# Directive 1
Retype the passage of the catalogue note on Morita Shiryu's calligraphy, starting with "Honolulu, Honolulu Museum" and going on through "movement of life.".
# Directive 2
Render this sentence from the catalogue note on Morita Shiryu's calligraphy into Spanish: "Morita was born in 1912 in Toyooka City, Hyogo Prefecture in Japan."
# Directive 3
Carry on the catalogue note on Morita Shiryu's calligraphy from the point where it stops.

Honolulu, Honolulu Museum of Art, Abstract Expressionism: Looking East from the Far West, 7 September 2017 - 21 January 2018

Catalogue Note

Using characters as a site, sho, as a tangible external form, manifests the dynamic movement of life.

Morita Shiryu 


To Recognise Greatness is Greatness

Strikingly majestic and consummately graceful, Ryū wa Ryū o Shiru — Dragon Knows Dragon is a supremely important work within Morita Shiryu’s oeuvre and embodies the highest essences of his calligraphic aesthetic. Morita’s adopted first name ‘Shiryū’ translates directly as ‘dragon child’ – evidence of the artist’s identification with the word and character Ryū (dragon). The personal affiliation to the character’s form and meaning prompted Morita to revisit its calligraphic manifestation repeatedly, and works containing the Ryū character are the artist’s most iconic and sought-after, appearing in premium institutional collections including that of The Art Institute of Chicago. The phrase Ryū wa Ryū o Shiru — Dragon Knows Dragon is also interpreted as ‘To Recognise Greatness is Greatness’; as such, the current work can be read as a monumental encapsulation of one of the most meaningful encountering of minds in the history of the post-war Asian avant-garde - the meeting of Morita Shiryū and Inoue Yuichi in 1951, which marked a significant turn in the post-war Japanese art scene and trailblazed an incontestably contemporary global avant-garde aesthetic.

Morita was born in 1912 in Toyooka City, Hyogo Prefecture in Japan. In 1937, he moved to Tokyo to study under avant-garde calligrapher Ueda Sokyu, disciple of Hidai Tenrai. In 1943 Morita returned to Kyoto to develop and mould his own concept and aesthetic of contemporary calligraphy. During the U.S. Occupation in 1948, Morita penned an essay titled “Like a Rainbow”, in which he described an unnamed American in Japan who was not able to read Japanese or Chinese but nonetheless appreciated the beauty of calligraphic brushwork, writing that the American could “see the beauty of the line itself” (cited in Bert Winther-Tamaki, Art in the Encounter of Nations, 2001, p. 76). Asserting calligraphy as the primordial art of the line, Morita imagined that one day these two art forms would come together at some lofty height “like a rainbow standing with one leg in the West and the other in the East” (Ibid.).

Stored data
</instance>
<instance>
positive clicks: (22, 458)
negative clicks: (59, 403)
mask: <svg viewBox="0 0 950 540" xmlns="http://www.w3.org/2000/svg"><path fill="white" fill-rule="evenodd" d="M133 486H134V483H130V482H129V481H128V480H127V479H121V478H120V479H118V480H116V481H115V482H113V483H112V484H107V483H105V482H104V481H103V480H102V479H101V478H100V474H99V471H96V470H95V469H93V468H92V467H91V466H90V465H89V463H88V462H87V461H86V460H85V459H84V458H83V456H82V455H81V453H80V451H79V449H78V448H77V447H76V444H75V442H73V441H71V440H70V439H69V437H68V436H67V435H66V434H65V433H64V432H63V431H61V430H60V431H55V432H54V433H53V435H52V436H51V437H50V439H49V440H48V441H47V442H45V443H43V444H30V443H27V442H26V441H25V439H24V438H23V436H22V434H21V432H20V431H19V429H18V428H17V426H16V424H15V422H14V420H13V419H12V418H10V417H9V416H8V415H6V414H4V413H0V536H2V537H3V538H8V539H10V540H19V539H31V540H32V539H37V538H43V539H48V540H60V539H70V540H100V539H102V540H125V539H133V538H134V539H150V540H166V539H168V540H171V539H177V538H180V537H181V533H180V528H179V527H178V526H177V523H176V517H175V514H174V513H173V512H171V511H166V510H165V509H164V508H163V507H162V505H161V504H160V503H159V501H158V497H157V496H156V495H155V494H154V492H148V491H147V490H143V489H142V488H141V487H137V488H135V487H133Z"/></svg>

# Exercise result 1
Honolulu, Honolulu Museum of Art, Abstract Expressionism: Looking East from the Far West, 7 September 2017 - 21 January 2018

Catalogue Note

Using characters as a site, sho, as a tangible external form, manifests the dynamic movement of life.

# Exercise result 2
Morita nació en 1912 en la ciudad de Toyooka, prefectura de Hyogo, en Japón.

# Exercise result 3
Such ambitions were soon realized. In 1952, two years before his close friend Yoshihara Jiro established the Gutai Art Association, Morita co-founded the influential Bokujin-kai (“Ink Human Society”) together with Inoue Yuichi and other Kyoto calligraphers, and the group’s impact was significant and far-reaching around the globe. While keeping with the aesthetic and philosophical principles of calligraphy, Morita and his colleagues focused not on the aesthetics of the character itself, but rather on the pure and unencumbered channeling of their inner states of mind through meditated yet spontaneous movement of both body and brush. The leader of the group, Morita’s ground-breaking works featured massive, captivating abstract single characters that placed equal importance on physical movement, inner force and visual aesthetics. Rooted in modern Zen philosophy, such works conceived of calligraphy as a site to manifest the dynamic rhythms of life – movement beyond intellect, emotion or ego. On the one hand, Morita ignited the extraordinary pictorial potential of kanji, liberating calligraphy from its deeply rooted conventions; on the other hand, his philosophically and spiritually rigorous works preserved the soul of abstraction and imbued his works with refined vital life force or qi(“energy”) amiss from the works of Western Abstract Expressionists.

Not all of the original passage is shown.